To be done - Output every line below that contains the string "metal", unchanged and in its original order.

Provided records -
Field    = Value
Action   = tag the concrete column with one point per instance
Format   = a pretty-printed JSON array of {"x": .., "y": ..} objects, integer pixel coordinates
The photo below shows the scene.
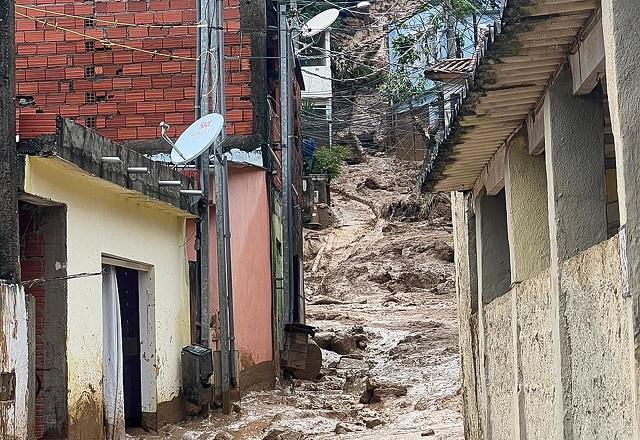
[
  {"x": 574, "y": 153},
  {"x": 527, "y": 221},
  {"x": 620, "y": 20},
  {"x": 492, "y": 246},
  {"x": 467, "y": 295}
]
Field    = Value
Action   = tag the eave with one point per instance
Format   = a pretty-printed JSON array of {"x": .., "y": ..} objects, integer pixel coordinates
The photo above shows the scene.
[{"x": 520, "y": 60}]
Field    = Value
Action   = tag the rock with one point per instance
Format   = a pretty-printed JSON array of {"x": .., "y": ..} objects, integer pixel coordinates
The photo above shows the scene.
[
  {"x": 443, "y": 251},
  {"x": 421, "y": 280},
  {"x": 325, "y": 300},
  {"x": 372, "y": 422},
  {"x": 378, "y": 389},
  {"x": 380, "y": 277},
  {"x": 324, "y": 339},
  {"x": 326, "y": 218},
  {"x": 394, "y": 391},
  {"x": 422, "y": 404},
  {"x": 283, "y": 434},
  {"x": 343, "y": 343},
  {"x": 372, "y": 184},
  {"x": 348, "y": 363},
  {"x": 342, "y": 428}
]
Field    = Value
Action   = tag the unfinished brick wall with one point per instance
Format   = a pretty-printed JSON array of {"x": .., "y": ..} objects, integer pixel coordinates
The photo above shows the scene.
[
  {"x": 123, "y": 93},
  {"x": 32, "y": 267}
]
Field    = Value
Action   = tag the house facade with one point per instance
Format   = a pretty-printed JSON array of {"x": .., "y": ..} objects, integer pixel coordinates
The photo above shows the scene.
[
  {"x": 104, "y": 263},
  {"x": 541, "y": 160}
]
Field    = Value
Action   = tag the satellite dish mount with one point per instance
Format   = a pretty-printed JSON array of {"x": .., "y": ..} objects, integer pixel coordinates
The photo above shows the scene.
[{"x": 196, "y": 139}]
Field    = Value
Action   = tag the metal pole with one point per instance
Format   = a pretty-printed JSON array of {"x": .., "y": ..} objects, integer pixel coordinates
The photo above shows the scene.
[
  {"x": 203, "y": 166},
  {"x": 285, "y": 148},
  {"x": 227, "y": 357},
  {"x": 222, "y": 287},
  {"x": 451, "y": 34},
  {"x": 227, "y": 241},
  {"x": 9, "y": 242}
]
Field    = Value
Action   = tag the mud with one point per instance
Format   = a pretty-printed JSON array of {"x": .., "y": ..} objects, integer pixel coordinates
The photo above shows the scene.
[{"x": 381, "y": 293}]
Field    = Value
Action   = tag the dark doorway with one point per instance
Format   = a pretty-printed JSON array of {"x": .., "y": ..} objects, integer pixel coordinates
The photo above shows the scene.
[{"x": 129, "y": 297}]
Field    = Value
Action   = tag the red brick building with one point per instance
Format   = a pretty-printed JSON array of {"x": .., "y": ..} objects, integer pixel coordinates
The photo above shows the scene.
[{"x": 122, "y": 67}]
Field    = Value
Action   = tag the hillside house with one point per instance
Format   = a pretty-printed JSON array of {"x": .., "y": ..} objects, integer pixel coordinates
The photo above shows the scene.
[{"x": 542, "y": 162}]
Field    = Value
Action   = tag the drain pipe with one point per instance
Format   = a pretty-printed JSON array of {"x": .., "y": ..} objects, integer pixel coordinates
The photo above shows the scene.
[
  {"x": 203, "y": 222},
  {"x": 227, "y": 242}
]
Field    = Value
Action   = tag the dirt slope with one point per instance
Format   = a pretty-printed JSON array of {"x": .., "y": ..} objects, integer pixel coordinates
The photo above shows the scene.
[{"x": 381, "y": 294}]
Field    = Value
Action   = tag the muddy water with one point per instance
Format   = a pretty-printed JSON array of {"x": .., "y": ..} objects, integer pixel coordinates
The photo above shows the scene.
[{"x": 388, "y": 285}]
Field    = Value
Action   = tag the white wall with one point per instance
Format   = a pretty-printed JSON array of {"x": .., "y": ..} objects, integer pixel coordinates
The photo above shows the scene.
[{"x": 105, "y": 219}]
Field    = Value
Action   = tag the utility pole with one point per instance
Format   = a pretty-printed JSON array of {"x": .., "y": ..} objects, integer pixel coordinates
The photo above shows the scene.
[
  {"x": 286, "y": 139},
  {"x": 201, "y": 107},
  {"x": 9, "y": 242},
  {"x": 451, "y": 31}
]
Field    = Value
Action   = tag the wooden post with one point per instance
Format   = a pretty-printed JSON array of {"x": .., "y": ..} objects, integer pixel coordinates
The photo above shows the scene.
[{"x": 9, "y": 244}]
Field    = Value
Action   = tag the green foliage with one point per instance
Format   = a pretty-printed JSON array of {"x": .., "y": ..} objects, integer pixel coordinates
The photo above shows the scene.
[
  {"x": 399, "y": 87},
  {"x": 405, "y": 47},
  {"x": 330, "y": 160}
]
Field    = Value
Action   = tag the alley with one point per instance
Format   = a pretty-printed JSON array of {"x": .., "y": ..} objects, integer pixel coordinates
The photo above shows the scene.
[{"x": 388, "y": 283}]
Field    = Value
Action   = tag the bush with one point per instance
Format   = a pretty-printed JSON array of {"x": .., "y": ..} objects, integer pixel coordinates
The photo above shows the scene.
[{"x": 330, "y": 160}]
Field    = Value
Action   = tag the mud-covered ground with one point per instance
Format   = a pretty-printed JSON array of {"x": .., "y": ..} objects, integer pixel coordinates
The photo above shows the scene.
[{"x": 381, "y": 294}]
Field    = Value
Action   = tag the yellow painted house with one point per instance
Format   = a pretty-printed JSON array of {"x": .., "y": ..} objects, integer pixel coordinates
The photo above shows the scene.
[{"x": 102, "y": 241}]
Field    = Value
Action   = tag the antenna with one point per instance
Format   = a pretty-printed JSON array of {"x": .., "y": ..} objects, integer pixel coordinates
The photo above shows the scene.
[
  {"x": 320, "y": 22},
  {"x": 196, "y": 139}
]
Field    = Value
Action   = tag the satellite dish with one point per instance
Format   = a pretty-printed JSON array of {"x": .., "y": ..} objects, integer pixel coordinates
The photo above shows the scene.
[
  {"x": 320, "y": 22},
  {"x": 197, "y": 138}
]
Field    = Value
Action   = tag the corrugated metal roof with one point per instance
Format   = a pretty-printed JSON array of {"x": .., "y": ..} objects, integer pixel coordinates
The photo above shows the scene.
[{"x": 519, "y": 62}]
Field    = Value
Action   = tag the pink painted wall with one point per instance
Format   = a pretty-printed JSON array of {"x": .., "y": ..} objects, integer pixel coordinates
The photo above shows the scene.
[{"x": 251, "y": 264}]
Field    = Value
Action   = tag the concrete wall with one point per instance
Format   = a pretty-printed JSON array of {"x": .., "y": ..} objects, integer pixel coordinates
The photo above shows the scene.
[
  {"x": 536, "y": 360},
  {"x": 14, "y": 366},
  {"x": 251, "y": 266},
  {"x": 465, "y": 258},
  {"x": 103, "y": 219},
  {"x": 521, "y": 362},
  {"x": 601, "y": 343},
  {"x": 499, "y": 360}
]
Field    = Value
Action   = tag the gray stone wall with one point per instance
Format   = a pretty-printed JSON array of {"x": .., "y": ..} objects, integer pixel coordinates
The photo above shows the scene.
[
  {"x": 601, "y": 344},
  {"x": 520, "y": 357},
  {"x": 464, "y": 292},
  {"x": 500, "y": 369},
  {"x": 534, "y": 345}
]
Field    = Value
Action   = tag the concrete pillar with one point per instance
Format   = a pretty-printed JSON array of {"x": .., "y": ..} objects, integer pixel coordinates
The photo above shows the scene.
[
  {"x": 527, "y": 221},
  {"x": 492, "y": 246},
  {"x": 574, "y": 154},
  {"x": 620, "y": 20},
  {"x": 467, "y": 295}
]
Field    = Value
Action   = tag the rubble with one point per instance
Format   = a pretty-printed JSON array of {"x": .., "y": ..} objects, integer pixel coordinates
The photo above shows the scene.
[{"x": 380, "y": 297}]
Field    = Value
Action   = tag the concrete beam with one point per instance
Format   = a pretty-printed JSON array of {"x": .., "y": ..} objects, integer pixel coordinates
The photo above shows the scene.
[
  {"x": 535, "y": 132},
  {"x": 620, "y": 20},
  {"x": 526, "y": 201},
  {"x": 491, "y": 177},
  {"x": 587, "y": 64},
  {"x": 85, "y": 148},
  {"x": 574, "y": 153}
]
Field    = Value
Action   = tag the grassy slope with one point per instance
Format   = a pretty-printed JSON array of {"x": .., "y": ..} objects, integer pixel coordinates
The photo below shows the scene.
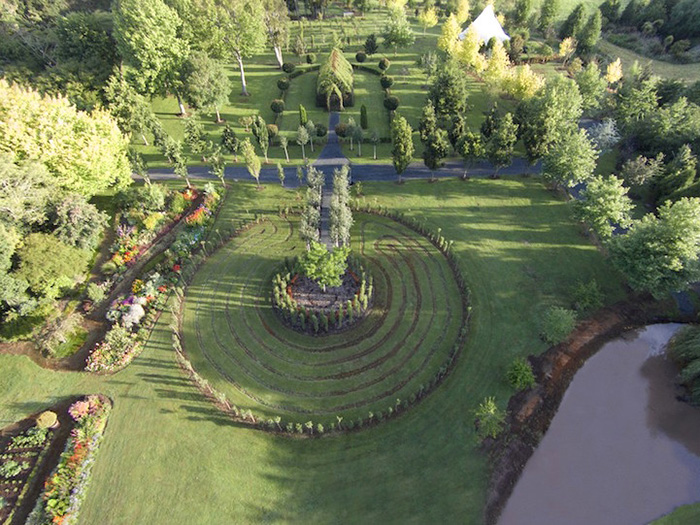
[
  {"x": 688, "y": 72},
  {"x": 168, "y": 457}
]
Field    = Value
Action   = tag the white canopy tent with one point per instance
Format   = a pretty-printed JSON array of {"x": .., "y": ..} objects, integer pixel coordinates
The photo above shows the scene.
[{"x": 486, "y": 26}]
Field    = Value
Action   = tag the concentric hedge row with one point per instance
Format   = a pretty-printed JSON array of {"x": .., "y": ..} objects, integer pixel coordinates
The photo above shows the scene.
[{"x": 237, "y": 343}]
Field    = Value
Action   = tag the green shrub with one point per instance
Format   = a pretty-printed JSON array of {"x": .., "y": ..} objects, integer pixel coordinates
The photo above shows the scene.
[
  {"x": 277, "y": 106},
  {"x": 95, "y": 293},
  {"x": 557, "y": 324},
  {"x": 341, "y": 130},
  {"x": 490, "y": 419},
  {"x": 49, "y": 265},
  {"x": 685, "y": 351},
  {"x": 392, "y": 103},
  {"x": 587, "y": 296},
  {"x": 272, "y": 131},
  {"x": 12, "y": 468},
  {"x": 520, "y": 374}
]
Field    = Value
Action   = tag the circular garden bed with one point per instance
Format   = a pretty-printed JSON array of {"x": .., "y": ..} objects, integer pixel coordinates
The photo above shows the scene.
[
  {"x": 384, "y": 363},
  {"x": 307, "y": 307}
]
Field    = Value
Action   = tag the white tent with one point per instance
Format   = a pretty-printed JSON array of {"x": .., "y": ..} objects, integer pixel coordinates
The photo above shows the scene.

Response to the exercise -
Action   = tag the metal pole with one point per instance
Action   = tag the corrugated metal roof with one point per instance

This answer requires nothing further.